Exercise 1:
According to the passage on the duck speculum, what produces the speculum coloration in Anas ducks?

Document section:
--------------------------------------------------

Welcome to Wingtrip’s Natural History Lexicon, a regular rundown of natural history terms, however varied and at random. To find future and past posts on this subject, simply search “natural history lexicon” or find it in the tags. Thanks for reading!



-A bright patch of plumage on the wings of certain birds, especially a strip of metallic sheen on the secondary flight feathers of many ducks.

Mallard ducks are one of the most widespread species in their genus Anas (go ahead, get the laughs out of the way). They are so common, looking for handouts in parks, literally waddling across city streets in traffic, that we sometimes forget they are every bit as stunning as the rest of their colorful relatives. Males are truly stunning, with emerald green heads, a deep chestnut front, and a decorative twirl in their tail feathers. My favorite decoration of all, is a group of feathers that spend much of their time hidden, folded away, shared by both male and females of the genus: the speculum.

Feathers are many things to a duck. Weatherproof and water-shedding contour feathers on the outside, insulating down beneath, flight feathers allowing flight and steering. What about those colors though?Vision is a dominant sense in almost all birds, (a few notable exceptions exist, like food sniffing kiwis) and ducks are no different. They want to be able to distinguish their own species through coloration, display a threat or virility, or even blend into a specific environment.


The male Mallard doesn’t blend in very well, but his female companions don’t show up nearly as well.

Speculum is simply a fancy term for a vividly colored area of the secondaries, a part of the flight feathers. In Anas ducks speculum coloration is structural, not pigmentary. What this means is that the coloration comes from structural reflection (and interference) of light, not from pigments which absorb and reflect certain wavelengths of light (I’m not giving a physics lesson here, so that’s as far as I go). If you are a Latin wiz, you’ll see speculum as rooted in the Latin specere, “to mirror,” which makes sense as speculums are flashy reflective surfaces (note that not all structural coloration is iridescent). Other birds do have speculums, the ducks are simply most well-known for them.

So why have a speculum? Obviously being flashy in coloration is important to ducks, otherwise it wouldn’t be such a prominent, genus-wide trait. Both sexes have sepeculums, which could lead us to believe that this color wasn’t generated by sexual selection. And this would be a decent assumption, as it’s broadly accepted that speculums are there for signaling between birds in the air, aiding in important flocking behavior.

Birders and ornithologists know we don’t usually see Anas ducks on their own. Just think about it yourself, how often do you see a lone Mallard? Infrequently, as they are usually paired up, raising ducklings, or in flocks. These gregarious birds need to keep track of each other for a variety of reasons. Safety in numbers (and in homogeneity of flocks) during movements being paramount, the speculum is likely the ticket (along with vocalizations of course). In air it’s out there, flashing reflections all over the place for all to see. On the ground it’s tucked away, allowing mothers to stay hidden on nests and studly males to not be too conspicuous.

I’ve always loved ducks, because as a young birder, they were the easiest birds to get a grasp on. They were everywhere, were less hyperactive than say a kinglet, and were common on many a pond in the Seattle area. Mallards may be common, but a lot of interesting things that have led to their coloration. They are worth admiration, not the least of which for their speculums. After all, our ancestors found them personable and showy enough to be worth domesticating, which is why almost all our farm ducks are descended from the common, but not plain, Mallard.


The “Harlequin” variety of domestic mallard on a friend’s property on Shaw Island.

--------------------------------------------------

Records from a data source:
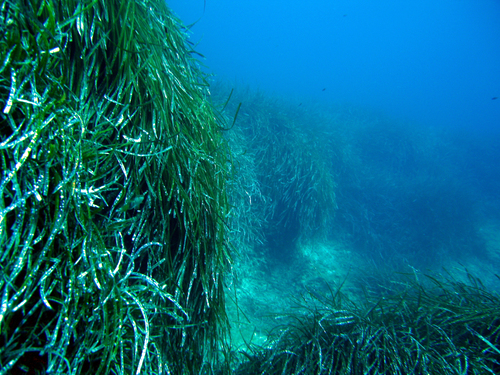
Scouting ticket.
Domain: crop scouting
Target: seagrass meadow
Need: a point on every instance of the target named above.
(144, 214)
(112, 203)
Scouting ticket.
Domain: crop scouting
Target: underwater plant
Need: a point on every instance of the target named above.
(440, 326)
(113, 207)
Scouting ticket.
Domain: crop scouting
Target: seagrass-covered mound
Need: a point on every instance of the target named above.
(112, 202)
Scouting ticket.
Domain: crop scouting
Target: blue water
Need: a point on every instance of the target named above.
(430, 61)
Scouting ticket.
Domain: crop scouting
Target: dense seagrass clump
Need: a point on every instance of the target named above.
(112, 202)
(437, 327)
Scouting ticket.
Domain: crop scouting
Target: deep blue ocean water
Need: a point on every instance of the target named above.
(431, 61)
(429, 66)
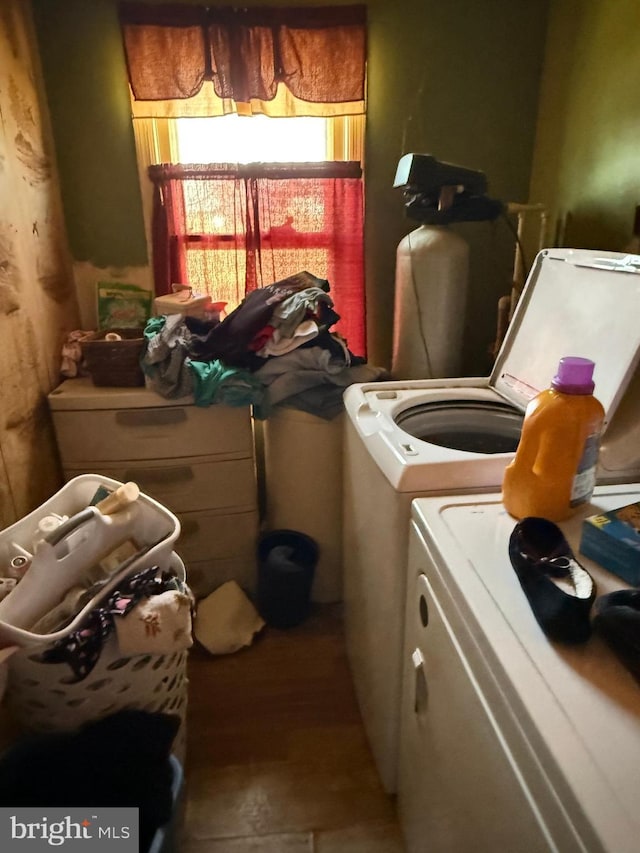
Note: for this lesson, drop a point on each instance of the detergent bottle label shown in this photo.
(585, 478)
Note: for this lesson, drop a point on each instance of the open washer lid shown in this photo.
(576, 302)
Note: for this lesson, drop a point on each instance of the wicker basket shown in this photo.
(115, 363)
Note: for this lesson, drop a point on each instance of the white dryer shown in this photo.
(426, 437)
(508, 741)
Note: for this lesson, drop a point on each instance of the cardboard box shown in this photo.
(122, 305)
(613, 540)
(181, 303)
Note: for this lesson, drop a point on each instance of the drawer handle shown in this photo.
(420, 688)
(189, 527)
(152, 476)
(151, 417)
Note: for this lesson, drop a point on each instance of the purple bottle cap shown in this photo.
(574, 376)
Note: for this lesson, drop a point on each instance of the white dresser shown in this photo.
(198, 462)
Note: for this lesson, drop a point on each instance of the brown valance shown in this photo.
(317, 53)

--------------------------------------------------

Exercise 2:
Recast every line of the entries above as a Markdown table with the columns Row and Line, numbering the rows and skipping blank lines. Leave the pictures out of the answer.

Task output 1:
The structural reflection and interference of light produces it, not pigments.

Task output 2:
| Row | Line |
|---|---|
| 1 | Scouting ticket. |
| 2 | Domain: crop scouting |
| 3 | Target: seagrass meadow |
| 4 | Need: a point on every instance of the target named above. |
| 5 | (144, 214) |
| 6 | (112, 203) |
| 7 | Scouting ticket. |
| 8 | Domain: crop scouting |
| 9 | Target: underwater plant |
| 10 | Need: a point on every instance of the target named above. |
| 11 | (440, 326) |
| 12 | (113, 207) |
| 13 | Scouting ticket. |
| 14 | Domain: crop scouting |
| 15 | Target: seagrass-covered mound |
| 16 | Need: a point on every instance of the target named above. |
| 17 | (112, 202) |
| 18 | Scouting ticket. |
| 19 | Domain: crop scouting |
| 20 | Target: blue water |
| 21 | Need: a point on every instance of the target named above. |
| 22 | (430, 61) |
| 23 | Scouting ticket. |
| 24 | Domain: crop scouting |
| 25 | Target: dense seagrass clump |
| 26 | Need: a point on every instance of the target named above. |
| 27 | (112, 202) |
| 28 | (437, 327) |
| 29 | Scouting ticket. |
| 30 | Domain: crop scouting |
| 31 | Target: deep blue ocean water |
| 32 | Need: a point on every instance of the target named above. |
| 33 | (431, 61) |
| 34 | (429, 66) |
| 35 | Note: for this lesson, drop a point on each instance of the detergent bottle label shown in this photo. |
| 36 | (585, 478) |
| 37 | Note: for this lesson, drop a point on each instance of the open washer lid shown in this photo. |
| 38 | (576, 302) |
| 39 | Note: for this lesson, drop a point on each instance of the wicker basket shown in this photo. |
| 40 | (115, 363) |
| 41 | Note: for this lesson, drop a point on each instance of the white dryer shown in this photo. |
| 42 | (426, 437) |
| 43 | (508, 741) |
| 44 | Note: for this lesson, drop a point on each instance of the cardboard box shown in this photo. |
| 45 | (122, 305) |
| 46 | (613, 540) |
| 47 | (181, 303) |
| 48 | Note: for this lesson, drop a point on each instance of the drawer handle shown in this photo. |
| 49 | (420, 688) |
| 50 | (189, 527) |
| 51 | (152, 476) |
| 52 | (151, 417) |
| 53 | Note: for this lesson, drop a point on each instance of the purple bottle cap shown in this photo. |
| 54 | (574, 376) |
| 55 | Note: for this lesson, drop a point on each instance of the white dresser shown in this photo. |
| 56 | (198, 462) |
| 57 | Note: for this lesson, drop a point on each instance of the brown valance shown in this photo. |
| 58 | (317, 53) |